◆ YOUR TASK ◆
Return the data below exactly as given, except for the images.

Phrase grounding data:

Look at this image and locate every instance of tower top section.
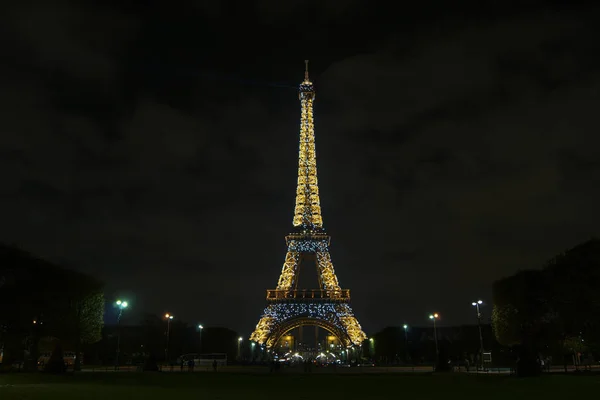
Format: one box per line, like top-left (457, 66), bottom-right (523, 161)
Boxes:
top-left (293, 61), bottom-right (323, 230)
top-left (299, 59), bottom-right (315, 100)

◆ RESPONSE TO THIS EXERCISE ◆
Look at this image and locate every instance of tower top section.
Format: one box per line, like top-left (457, 66), bottom-right (523, 161)
Boxes:
top-left (293, 61), bottom-right (323, 230)
top-left (299, 59), bottom-right (315, 100)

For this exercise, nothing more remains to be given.